### Material for this task

◆ ◆ ◆ ◆ ◆

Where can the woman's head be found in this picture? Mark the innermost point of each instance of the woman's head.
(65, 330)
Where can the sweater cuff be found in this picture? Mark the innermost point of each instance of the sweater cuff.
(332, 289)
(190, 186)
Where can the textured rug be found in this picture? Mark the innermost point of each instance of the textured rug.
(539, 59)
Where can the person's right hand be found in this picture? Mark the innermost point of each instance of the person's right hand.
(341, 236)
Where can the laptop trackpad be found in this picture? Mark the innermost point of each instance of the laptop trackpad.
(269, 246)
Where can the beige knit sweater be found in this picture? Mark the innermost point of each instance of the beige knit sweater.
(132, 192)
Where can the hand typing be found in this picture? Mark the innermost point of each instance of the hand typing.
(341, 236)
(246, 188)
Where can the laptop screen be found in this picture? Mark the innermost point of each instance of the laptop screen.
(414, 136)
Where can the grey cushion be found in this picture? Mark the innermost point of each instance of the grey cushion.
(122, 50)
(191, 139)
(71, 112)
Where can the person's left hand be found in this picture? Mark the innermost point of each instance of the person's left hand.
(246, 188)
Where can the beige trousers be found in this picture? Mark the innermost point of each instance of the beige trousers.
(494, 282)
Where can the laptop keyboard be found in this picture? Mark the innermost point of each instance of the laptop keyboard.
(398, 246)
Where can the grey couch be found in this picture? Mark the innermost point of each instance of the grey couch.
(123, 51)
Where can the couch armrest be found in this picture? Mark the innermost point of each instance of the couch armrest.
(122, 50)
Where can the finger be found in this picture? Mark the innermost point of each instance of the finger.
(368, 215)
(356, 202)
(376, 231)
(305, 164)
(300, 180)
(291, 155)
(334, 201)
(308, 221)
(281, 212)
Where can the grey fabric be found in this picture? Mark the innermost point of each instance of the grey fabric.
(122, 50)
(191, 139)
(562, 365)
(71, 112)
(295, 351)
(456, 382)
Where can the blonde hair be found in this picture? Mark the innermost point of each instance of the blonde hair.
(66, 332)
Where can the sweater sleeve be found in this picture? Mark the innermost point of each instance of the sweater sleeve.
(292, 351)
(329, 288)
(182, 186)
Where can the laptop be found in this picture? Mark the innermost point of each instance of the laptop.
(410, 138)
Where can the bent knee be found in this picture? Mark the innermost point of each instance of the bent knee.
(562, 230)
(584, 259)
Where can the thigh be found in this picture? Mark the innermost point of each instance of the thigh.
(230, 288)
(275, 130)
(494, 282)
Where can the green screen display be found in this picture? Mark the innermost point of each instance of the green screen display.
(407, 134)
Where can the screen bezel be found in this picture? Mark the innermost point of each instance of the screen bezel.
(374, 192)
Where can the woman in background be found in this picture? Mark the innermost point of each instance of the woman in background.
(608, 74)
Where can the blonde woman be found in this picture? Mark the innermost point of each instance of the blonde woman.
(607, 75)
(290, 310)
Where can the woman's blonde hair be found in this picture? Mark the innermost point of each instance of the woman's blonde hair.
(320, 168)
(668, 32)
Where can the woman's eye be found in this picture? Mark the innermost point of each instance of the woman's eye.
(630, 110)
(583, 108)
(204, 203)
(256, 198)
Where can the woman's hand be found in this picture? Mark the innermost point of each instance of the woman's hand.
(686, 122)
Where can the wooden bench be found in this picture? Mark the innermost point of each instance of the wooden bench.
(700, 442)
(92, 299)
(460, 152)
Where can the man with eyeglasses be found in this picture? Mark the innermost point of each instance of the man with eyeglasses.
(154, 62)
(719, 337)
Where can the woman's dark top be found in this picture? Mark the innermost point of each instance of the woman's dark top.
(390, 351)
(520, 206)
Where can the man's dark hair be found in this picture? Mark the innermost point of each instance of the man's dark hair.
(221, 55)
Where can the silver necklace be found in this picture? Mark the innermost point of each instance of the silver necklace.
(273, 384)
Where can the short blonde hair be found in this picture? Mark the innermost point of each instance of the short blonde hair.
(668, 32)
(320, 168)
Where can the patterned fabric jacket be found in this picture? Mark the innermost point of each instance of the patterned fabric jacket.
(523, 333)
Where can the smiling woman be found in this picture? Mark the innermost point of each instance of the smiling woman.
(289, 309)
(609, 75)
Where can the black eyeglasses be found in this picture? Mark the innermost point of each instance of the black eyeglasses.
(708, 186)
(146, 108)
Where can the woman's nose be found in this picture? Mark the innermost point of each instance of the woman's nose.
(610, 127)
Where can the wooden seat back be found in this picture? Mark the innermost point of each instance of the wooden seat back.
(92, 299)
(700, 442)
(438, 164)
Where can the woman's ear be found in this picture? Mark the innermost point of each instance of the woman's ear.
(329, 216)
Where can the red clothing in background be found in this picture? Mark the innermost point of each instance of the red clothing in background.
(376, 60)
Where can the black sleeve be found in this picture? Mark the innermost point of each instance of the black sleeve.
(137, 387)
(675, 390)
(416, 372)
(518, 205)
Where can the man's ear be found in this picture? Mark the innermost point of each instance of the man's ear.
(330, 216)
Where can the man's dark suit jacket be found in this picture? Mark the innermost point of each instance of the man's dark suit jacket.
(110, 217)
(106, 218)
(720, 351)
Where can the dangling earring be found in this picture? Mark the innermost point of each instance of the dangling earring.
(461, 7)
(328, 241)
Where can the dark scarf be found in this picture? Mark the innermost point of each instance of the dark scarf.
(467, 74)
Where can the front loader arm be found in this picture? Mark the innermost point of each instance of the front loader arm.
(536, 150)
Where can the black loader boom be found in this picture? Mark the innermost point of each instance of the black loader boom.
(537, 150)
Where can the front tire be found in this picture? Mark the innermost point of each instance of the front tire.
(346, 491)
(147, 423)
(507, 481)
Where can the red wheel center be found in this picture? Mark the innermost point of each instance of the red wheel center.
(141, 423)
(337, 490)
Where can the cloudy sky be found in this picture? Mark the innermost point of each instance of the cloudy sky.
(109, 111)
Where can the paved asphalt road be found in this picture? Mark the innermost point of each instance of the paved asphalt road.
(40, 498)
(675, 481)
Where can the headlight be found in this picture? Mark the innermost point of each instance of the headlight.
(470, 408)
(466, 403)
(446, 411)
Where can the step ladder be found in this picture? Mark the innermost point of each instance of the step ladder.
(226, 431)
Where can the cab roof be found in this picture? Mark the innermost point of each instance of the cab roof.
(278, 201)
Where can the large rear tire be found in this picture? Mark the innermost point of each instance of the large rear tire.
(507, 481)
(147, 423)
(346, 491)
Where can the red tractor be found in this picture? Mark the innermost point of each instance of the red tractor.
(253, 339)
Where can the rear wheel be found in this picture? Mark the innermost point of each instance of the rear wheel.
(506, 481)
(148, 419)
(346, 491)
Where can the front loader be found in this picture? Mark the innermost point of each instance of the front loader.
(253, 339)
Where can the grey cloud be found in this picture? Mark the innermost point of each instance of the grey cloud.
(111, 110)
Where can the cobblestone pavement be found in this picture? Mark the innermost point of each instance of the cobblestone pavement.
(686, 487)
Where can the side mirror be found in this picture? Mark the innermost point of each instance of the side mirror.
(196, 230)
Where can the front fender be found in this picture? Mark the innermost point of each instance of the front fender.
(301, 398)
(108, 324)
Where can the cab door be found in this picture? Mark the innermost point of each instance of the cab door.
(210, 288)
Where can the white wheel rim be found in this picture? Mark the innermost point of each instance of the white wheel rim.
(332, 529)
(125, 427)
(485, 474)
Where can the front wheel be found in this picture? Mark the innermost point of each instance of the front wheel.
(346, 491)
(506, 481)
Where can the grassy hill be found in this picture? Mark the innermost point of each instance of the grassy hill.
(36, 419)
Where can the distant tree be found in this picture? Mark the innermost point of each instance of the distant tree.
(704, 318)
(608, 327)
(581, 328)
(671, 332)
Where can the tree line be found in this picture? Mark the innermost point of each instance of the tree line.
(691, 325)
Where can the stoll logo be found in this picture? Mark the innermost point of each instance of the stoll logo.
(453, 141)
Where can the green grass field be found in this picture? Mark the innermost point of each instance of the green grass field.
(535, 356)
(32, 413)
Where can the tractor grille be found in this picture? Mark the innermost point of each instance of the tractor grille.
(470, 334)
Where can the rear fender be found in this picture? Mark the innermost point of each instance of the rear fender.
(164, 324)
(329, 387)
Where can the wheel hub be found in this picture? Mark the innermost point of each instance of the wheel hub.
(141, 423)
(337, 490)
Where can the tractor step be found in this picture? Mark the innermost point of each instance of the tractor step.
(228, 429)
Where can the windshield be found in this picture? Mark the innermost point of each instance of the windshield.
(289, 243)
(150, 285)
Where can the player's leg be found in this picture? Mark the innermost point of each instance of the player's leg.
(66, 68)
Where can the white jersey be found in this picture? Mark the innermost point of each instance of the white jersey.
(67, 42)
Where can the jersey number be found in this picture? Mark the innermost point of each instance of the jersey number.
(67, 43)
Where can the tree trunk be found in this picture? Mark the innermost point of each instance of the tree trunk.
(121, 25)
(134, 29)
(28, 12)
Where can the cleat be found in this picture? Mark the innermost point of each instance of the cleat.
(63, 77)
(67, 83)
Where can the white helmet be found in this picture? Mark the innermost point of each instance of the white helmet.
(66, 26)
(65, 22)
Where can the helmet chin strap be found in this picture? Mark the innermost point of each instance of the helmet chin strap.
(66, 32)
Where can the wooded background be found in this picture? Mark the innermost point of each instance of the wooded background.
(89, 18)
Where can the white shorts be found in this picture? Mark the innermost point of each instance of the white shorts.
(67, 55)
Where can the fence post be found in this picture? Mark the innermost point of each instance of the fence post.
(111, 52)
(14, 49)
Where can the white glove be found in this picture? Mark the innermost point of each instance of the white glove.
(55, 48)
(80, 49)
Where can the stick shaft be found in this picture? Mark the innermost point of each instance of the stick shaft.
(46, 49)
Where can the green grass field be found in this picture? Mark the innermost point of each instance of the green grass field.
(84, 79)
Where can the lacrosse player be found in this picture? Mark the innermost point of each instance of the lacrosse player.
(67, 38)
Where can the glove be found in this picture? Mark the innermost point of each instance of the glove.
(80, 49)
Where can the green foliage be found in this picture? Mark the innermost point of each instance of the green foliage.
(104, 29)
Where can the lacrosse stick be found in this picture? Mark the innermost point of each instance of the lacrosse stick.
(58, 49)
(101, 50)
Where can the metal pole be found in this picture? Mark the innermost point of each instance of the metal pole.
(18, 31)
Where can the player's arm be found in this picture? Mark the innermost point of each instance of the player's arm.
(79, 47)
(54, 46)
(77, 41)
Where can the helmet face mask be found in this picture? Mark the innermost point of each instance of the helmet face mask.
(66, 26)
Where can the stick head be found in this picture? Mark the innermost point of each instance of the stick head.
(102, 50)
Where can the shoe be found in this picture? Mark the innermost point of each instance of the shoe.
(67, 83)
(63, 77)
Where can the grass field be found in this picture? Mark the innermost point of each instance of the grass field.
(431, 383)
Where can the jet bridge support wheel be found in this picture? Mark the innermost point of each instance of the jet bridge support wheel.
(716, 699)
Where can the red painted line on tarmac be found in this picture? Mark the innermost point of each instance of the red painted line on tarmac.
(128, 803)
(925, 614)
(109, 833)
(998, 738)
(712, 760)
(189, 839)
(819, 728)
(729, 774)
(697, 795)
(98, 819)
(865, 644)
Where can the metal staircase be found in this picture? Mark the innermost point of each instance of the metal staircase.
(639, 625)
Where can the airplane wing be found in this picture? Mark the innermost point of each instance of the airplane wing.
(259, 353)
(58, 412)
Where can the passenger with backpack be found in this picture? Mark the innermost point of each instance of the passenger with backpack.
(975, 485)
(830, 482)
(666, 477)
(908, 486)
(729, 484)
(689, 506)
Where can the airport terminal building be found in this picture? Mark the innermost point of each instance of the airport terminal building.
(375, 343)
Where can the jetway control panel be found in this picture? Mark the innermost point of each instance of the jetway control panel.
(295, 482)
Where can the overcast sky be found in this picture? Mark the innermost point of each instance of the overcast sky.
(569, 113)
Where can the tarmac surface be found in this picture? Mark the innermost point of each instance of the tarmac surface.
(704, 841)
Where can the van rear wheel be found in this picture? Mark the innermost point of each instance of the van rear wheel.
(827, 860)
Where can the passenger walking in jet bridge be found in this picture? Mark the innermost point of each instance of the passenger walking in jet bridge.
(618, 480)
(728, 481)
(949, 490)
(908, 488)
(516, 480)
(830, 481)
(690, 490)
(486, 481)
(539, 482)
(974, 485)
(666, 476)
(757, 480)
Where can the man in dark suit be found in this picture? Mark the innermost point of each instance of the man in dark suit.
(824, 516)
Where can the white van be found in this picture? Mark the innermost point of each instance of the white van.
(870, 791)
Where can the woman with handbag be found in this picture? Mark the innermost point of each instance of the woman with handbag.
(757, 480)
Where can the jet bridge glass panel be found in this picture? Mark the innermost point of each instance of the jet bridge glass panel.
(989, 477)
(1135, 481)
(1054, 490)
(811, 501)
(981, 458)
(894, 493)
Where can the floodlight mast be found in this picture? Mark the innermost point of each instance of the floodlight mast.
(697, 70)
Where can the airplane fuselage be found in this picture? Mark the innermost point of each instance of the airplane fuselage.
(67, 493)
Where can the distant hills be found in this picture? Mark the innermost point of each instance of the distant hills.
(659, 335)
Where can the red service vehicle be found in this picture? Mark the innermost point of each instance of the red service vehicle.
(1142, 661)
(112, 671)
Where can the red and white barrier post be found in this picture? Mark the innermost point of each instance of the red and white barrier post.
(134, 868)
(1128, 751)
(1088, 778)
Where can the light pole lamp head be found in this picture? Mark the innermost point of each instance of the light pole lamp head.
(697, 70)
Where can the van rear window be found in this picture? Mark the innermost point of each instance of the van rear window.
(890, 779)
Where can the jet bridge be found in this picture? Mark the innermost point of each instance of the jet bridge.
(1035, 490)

◆ ◆ ◆ ◆ ◆

### Work instruction
Repeat, character for character, the lines from the one that holds "Where can the light" to the final line of the material, inclusive, and no other lines.

### Solution
Where can the light pole lamp head be found in this picture? Mark the innermost point of each instance of the light pole lamp head.
(697, 70)
Where can the van rear window be found in this picture? Mark the innermost point of each instance of the van rear window.
(890, 779)
Where can the jet bridge be found in this picture? Mark the innermost point of each instance of the jet bridge.
(1035, 490)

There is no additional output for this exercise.